:: Provided information

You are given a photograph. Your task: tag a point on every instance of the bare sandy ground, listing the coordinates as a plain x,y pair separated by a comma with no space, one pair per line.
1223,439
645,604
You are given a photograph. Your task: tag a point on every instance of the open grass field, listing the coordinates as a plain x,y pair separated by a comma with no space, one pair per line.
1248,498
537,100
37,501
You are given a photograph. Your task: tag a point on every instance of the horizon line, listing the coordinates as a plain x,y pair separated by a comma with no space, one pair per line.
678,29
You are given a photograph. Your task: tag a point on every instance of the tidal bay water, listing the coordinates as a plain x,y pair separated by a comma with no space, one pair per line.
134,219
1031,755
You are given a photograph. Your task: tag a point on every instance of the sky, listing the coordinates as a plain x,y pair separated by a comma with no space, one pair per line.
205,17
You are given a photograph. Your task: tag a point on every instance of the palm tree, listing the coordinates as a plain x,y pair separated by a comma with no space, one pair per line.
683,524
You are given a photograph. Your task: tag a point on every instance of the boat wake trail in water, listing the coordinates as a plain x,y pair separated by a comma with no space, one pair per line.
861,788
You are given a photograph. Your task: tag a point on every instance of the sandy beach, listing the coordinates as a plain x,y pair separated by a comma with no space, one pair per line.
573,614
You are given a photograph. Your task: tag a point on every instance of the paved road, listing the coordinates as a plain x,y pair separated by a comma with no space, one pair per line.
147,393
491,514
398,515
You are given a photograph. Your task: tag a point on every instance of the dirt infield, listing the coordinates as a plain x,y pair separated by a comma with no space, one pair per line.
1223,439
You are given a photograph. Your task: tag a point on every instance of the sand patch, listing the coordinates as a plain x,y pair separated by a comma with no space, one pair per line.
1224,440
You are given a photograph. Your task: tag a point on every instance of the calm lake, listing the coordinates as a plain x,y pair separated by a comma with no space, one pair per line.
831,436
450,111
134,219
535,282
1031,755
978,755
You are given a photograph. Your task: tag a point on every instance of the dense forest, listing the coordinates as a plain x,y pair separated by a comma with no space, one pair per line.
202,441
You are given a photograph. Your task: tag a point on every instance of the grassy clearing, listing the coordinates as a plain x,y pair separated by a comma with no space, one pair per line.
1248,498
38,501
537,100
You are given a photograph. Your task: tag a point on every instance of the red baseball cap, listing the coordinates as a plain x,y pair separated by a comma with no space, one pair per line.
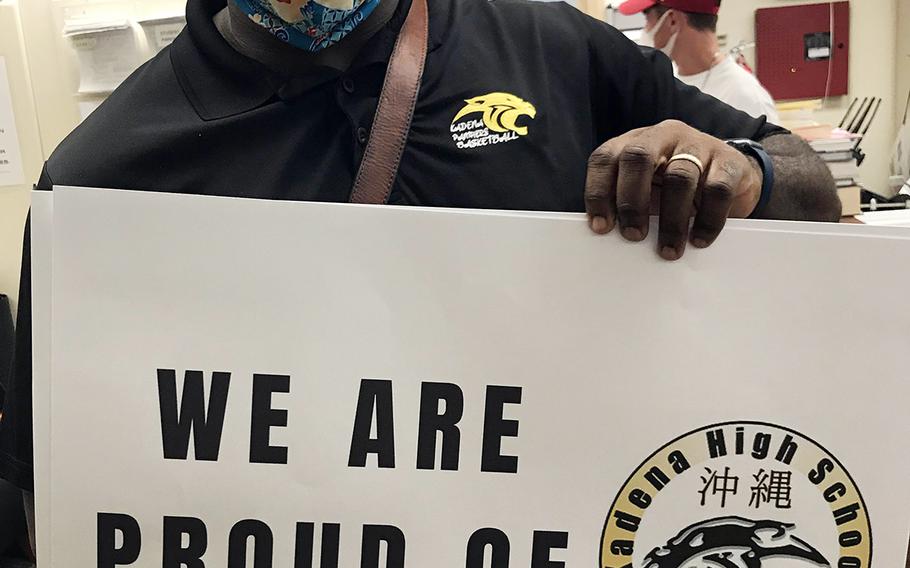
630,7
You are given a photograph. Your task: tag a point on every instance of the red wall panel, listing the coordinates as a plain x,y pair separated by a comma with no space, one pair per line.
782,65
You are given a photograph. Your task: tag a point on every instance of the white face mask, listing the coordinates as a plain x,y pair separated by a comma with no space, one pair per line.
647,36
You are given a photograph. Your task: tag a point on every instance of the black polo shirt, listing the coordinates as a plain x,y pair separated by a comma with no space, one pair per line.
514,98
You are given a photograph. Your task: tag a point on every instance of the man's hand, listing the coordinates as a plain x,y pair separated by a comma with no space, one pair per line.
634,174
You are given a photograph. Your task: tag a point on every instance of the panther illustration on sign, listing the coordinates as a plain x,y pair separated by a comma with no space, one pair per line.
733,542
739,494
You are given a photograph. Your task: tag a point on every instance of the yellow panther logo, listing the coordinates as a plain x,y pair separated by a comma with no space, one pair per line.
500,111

::::
:: Provided information

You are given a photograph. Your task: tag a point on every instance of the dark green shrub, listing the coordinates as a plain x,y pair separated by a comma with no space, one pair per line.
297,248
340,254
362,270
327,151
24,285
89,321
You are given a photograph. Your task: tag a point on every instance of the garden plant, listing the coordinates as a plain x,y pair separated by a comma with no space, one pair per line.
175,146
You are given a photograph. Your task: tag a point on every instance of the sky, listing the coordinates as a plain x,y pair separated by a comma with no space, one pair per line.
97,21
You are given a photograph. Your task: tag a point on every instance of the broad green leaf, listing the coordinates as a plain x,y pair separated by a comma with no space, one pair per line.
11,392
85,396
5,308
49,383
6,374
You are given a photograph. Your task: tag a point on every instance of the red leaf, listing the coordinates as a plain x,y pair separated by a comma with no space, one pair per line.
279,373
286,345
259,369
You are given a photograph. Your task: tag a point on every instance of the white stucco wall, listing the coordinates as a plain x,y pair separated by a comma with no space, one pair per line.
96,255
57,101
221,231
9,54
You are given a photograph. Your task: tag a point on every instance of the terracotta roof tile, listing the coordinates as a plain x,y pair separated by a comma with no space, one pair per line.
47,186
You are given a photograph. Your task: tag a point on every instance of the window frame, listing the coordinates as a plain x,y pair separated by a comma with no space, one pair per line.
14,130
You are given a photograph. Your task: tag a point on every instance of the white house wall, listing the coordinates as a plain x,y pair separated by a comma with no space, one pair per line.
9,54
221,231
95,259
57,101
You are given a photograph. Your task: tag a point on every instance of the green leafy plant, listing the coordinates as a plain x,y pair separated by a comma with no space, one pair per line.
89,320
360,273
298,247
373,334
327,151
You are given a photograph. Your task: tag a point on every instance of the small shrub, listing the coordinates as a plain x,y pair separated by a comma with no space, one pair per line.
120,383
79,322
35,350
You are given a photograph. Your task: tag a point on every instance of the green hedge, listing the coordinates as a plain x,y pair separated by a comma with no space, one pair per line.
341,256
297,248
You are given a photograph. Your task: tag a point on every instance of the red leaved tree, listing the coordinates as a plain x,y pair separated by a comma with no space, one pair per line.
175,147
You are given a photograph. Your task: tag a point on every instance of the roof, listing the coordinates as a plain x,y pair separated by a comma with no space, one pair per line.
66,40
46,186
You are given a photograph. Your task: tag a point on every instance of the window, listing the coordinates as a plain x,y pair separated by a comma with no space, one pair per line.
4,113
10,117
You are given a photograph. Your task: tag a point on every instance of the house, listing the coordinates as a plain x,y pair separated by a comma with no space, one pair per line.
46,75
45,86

::::

* Task description *
Count how many lines in the rows above contain the word "shrub", and reply with that number alone.

* Response to the task *
2